A Blessing or a Curse? Guest Blog by Lynn Gardner
I wrote plays, road shows, special sacrament meetings programs for Christmas and Easter, leadership skits, then for 20 years, I wrote and edited a family newsletter. It wasn't until my kids began leaving the nest that I seriously began writing an actual book. No, wait! I was writing down a story. I wasn't actually writing a book because I didn't know how. I could tell a story, but there is a big difference in the two. I went to writer's conferences, took classes, bought a gazillion books on how to write, and I actually got published when I was 55!
Twelve books later, for reasons I won't go into here, I stopped telling stories. I stopped writing. Twelve grandchildren. Twelve books. That came out nice and even, and now I'm going to enjoy my grandkids while they still are at the age that gramma's are cool. That was the plan. No more angst. No more rewrites. No more last minute editing - (I can totally empathize with you on that, Stephanie.)

• PROBLEM 1
According to the guest blog, at what age was the writer first published?
• PROBLEM 2
Translate this sentence from the guest blog into Spanish: "It wasn't until my kids began leaving the nest that I seriously began writing an actual book."
The lines after this blog post come from a different source.

• GIVEN MATERIAL
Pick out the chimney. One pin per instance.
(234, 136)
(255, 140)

• TASK OUTPUT 1
At 55.

• TASK OUTPUT 2
No fue sino hasta que mis hijos empezaron a dejar el nido que comencé en serio a escribir un libro de verdad.